━━ Text segment ━━

T Nation

Disgusted/Ticked Off


#1

I own a dojo and I have a student that is 9 years old and he weighs approx. 225lbs. No big surprise his Dad is about 6'2" and over 400lbs. Mom is shaped very much like a ball.

This boy has been a student of mine for about 3 years and I am sincerely concerned for his health. I tried to set his Dad up on a diet and exercise program which started out very slow in hopes that it might trickle down and help out his son. Of course, it didn't.

This boy's belly hangs down to the very top of his thighs. He has a very hard time doing the most simple things in class (like standing up after sitting).

I'm finally at a point where I'm so ugly at his folks that I'm wondering if I can report them for abuse. No, they aren't physically or mentally abusive they are just ruining this boy's life by letting him shovel in all the junk food he possibly can.

Does anyone have any suggestions as to what course of action I might possibly take to help this kid?

Thank you very much.

FatSensei


#2

Wow, helluva situation you have there bro. It's commendable that you're concerned about him and not just writing he and his folks off as a family of fatties. You need to feel good/proud about that and use that as a postive motivator rather than a distractor.

━━━
━━ Material shown ━━

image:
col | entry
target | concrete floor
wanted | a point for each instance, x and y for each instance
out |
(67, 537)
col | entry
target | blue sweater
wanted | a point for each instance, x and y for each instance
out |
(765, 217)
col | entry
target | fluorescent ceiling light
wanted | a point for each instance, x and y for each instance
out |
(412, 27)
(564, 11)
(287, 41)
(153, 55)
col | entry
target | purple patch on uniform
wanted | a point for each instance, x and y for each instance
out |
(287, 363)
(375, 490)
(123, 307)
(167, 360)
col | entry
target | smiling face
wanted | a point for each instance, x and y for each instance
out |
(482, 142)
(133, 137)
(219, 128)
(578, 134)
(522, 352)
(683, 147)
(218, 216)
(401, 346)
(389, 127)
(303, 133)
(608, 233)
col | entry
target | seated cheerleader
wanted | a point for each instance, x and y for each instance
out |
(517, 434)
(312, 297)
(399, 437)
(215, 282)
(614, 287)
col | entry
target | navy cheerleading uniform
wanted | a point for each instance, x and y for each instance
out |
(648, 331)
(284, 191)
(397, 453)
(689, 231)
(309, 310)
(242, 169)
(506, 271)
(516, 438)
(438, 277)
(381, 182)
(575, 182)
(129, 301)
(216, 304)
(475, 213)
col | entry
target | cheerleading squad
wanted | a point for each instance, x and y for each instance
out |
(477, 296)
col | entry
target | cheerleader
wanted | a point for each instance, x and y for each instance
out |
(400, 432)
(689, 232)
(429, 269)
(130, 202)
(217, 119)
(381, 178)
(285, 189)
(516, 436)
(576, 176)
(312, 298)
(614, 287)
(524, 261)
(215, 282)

━━━
━━ Material shown ━━

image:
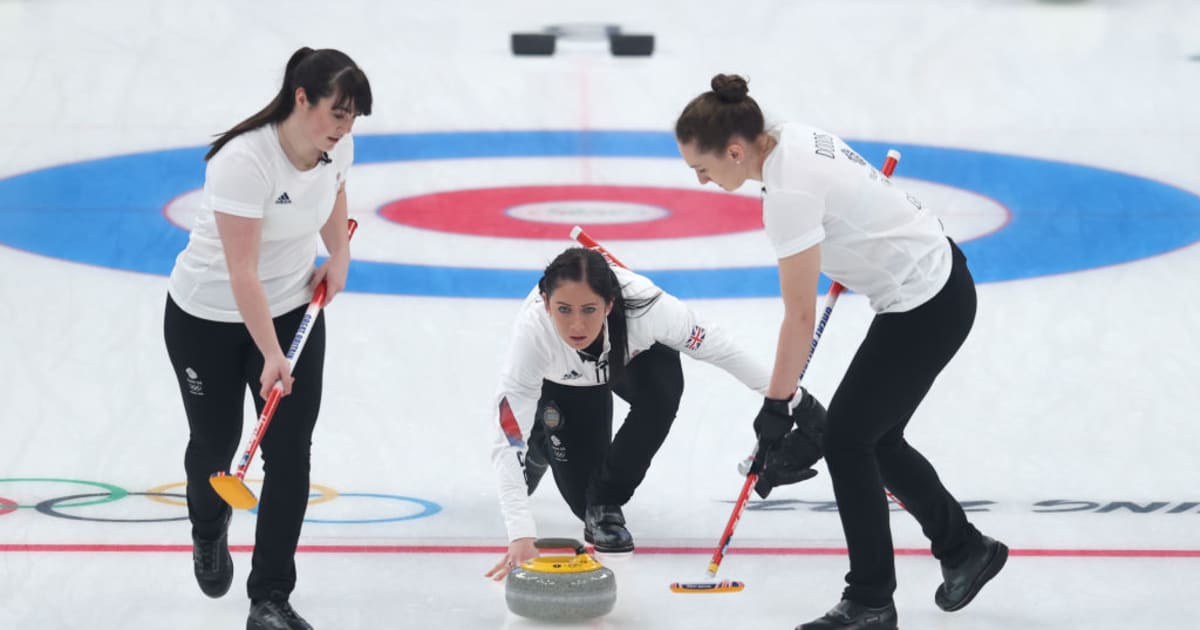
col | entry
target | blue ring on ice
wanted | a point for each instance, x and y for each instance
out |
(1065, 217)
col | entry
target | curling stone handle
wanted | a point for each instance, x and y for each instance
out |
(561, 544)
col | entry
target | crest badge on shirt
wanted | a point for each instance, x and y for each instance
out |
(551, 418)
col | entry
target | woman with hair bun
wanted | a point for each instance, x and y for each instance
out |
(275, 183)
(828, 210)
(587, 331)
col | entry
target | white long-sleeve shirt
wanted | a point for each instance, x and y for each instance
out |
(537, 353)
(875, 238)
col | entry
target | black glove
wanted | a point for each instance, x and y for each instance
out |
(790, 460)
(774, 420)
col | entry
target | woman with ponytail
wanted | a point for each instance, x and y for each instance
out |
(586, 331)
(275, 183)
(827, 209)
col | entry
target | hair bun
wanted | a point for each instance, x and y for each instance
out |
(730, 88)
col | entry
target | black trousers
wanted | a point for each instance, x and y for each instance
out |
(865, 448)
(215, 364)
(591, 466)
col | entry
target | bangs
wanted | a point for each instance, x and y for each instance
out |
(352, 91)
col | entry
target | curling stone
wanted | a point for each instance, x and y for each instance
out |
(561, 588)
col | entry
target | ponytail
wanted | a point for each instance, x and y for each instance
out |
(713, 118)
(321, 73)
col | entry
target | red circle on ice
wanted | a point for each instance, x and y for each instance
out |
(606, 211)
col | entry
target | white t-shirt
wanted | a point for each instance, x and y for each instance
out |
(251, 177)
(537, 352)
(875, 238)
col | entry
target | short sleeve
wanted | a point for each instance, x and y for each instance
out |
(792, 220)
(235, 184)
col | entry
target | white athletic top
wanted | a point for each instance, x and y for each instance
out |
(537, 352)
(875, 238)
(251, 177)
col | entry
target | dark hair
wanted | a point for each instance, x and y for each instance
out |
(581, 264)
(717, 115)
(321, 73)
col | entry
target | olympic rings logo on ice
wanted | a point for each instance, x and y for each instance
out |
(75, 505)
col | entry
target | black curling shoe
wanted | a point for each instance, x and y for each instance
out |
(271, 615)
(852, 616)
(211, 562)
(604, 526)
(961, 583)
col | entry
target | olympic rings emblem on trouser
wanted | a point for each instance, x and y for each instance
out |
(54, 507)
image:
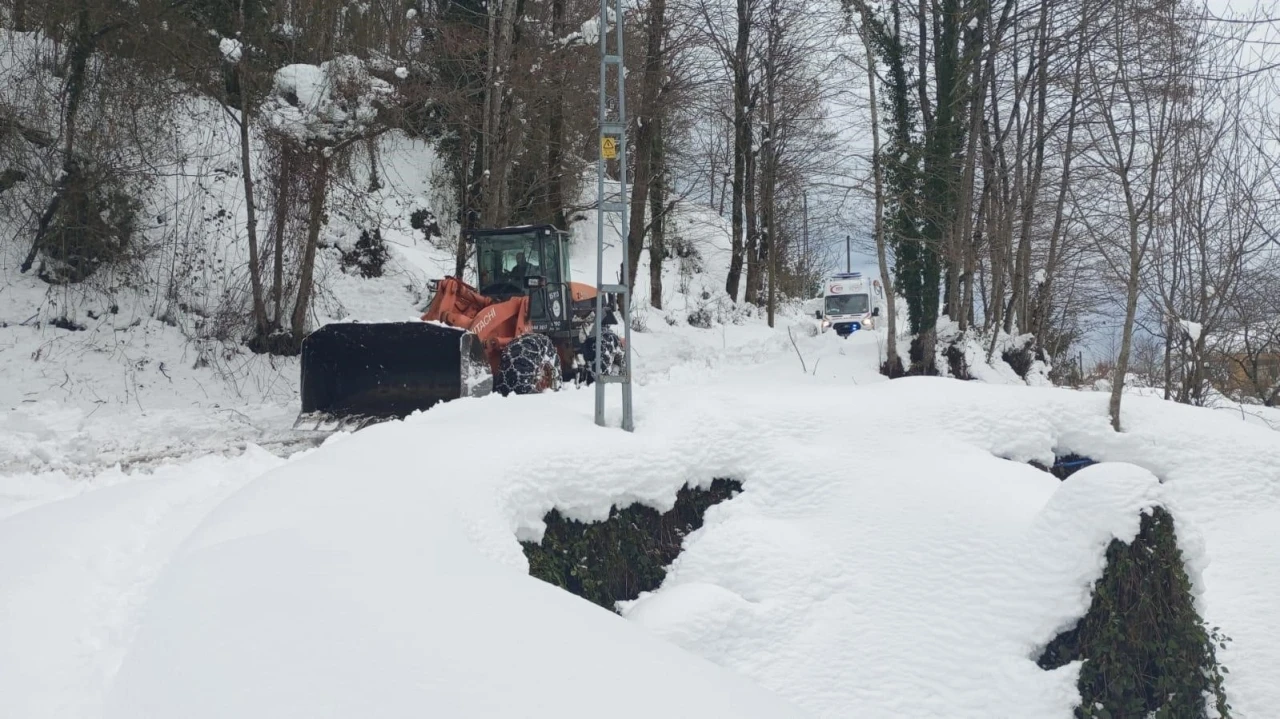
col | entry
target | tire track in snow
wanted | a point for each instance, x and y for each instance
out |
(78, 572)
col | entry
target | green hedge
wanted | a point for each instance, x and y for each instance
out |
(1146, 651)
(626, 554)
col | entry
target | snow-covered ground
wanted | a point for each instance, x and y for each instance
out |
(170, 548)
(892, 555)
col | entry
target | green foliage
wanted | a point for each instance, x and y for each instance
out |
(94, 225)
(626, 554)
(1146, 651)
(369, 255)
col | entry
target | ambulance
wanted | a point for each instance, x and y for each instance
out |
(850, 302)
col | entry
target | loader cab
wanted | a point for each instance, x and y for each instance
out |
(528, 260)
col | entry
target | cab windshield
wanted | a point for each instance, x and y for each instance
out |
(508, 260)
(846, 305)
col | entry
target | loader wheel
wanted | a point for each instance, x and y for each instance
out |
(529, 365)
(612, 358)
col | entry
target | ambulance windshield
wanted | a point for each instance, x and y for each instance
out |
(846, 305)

━━━

**What is being asked:**
According to the forum post about the dojo student, how long has the boy been a student there?

**Task solution:**
About 3 years.